WRITTEN REQUEST: List every line in the listing that contains the word "stone", copying each line in full.

------------------------------------------------------------

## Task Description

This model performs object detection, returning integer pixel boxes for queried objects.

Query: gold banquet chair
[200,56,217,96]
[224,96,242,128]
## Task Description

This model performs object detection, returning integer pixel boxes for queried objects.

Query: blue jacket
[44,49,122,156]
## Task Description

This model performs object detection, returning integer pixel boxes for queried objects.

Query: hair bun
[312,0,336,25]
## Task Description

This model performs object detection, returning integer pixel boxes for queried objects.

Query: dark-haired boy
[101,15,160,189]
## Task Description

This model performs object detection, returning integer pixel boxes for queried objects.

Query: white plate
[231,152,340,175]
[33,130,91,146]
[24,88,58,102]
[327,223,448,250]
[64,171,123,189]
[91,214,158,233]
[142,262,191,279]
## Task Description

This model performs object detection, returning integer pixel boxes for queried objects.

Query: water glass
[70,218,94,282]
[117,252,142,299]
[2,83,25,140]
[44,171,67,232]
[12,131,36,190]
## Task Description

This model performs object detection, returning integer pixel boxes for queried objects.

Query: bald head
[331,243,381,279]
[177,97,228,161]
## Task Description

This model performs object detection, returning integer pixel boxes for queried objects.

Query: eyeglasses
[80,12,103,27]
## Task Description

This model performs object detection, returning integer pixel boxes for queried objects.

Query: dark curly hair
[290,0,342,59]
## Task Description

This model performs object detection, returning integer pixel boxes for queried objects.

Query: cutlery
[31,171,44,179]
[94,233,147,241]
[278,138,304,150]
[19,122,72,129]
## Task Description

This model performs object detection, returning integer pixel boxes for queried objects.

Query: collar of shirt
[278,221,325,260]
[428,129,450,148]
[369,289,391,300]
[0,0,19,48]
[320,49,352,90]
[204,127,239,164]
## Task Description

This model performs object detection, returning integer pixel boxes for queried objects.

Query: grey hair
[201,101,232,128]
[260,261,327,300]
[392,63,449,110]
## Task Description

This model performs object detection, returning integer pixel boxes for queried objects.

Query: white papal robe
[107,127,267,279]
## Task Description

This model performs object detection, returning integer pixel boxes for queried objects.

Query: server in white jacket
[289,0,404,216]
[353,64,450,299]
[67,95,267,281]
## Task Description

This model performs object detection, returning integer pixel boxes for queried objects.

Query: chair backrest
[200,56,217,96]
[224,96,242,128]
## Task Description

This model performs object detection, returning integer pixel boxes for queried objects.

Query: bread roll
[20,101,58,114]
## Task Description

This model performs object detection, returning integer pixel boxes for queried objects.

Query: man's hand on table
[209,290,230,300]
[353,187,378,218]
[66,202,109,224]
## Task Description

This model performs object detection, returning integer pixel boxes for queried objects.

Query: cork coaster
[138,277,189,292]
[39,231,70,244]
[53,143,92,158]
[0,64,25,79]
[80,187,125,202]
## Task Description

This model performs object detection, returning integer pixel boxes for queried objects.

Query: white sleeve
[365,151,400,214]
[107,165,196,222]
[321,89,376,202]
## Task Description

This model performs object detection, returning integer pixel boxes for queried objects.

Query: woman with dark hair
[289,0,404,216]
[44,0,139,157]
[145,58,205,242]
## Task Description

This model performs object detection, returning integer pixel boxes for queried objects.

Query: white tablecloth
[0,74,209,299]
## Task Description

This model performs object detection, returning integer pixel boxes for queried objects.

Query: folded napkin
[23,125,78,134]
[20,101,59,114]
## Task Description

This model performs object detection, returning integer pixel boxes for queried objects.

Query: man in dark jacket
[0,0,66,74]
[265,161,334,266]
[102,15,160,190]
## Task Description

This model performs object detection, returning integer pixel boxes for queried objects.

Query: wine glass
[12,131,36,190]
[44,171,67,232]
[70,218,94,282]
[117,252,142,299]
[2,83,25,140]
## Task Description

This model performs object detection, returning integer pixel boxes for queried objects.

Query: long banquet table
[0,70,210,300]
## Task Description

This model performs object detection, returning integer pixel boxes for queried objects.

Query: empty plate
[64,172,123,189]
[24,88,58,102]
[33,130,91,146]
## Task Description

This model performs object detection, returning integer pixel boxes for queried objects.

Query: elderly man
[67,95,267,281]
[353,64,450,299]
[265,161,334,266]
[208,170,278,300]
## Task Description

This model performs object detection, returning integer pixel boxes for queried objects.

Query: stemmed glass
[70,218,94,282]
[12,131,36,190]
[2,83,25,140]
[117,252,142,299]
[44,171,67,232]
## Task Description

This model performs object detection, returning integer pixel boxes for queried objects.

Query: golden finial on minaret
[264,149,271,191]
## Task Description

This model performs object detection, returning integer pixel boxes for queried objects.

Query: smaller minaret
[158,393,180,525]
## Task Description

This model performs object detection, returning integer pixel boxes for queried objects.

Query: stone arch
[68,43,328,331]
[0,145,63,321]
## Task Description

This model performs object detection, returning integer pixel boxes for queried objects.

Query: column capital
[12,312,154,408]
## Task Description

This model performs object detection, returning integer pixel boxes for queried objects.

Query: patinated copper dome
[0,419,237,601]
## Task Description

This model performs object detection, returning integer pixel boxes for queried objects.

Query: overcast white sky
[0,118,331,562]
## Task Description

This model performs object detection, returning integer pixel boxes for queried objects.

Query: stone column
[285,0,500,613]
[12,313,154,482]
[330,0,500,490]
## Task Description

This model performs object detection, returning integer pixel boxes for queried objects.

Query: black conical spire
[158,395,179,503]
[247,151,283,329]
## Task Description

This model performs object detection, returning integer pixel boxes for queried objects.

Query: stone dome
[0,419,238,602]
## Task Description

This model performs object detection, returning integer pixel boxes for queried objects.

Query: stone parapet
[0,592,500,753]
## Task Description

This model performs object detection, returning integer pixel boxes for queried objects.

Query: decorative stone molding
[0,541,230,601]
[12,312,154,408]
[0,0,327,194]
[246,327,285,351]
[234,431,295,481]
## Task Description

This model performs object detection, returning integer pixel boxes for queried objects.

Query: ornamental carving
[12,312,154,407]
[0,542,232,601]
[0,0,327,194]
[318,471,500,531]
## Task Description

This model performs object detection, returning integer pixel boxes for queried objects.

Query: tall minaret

------------------------------------------------------------

RESPONSE TO THIS TASK:
Query: stone arch
Query: stone column
Query: stone dome
Query: stone parapet
Query: decorative stone molding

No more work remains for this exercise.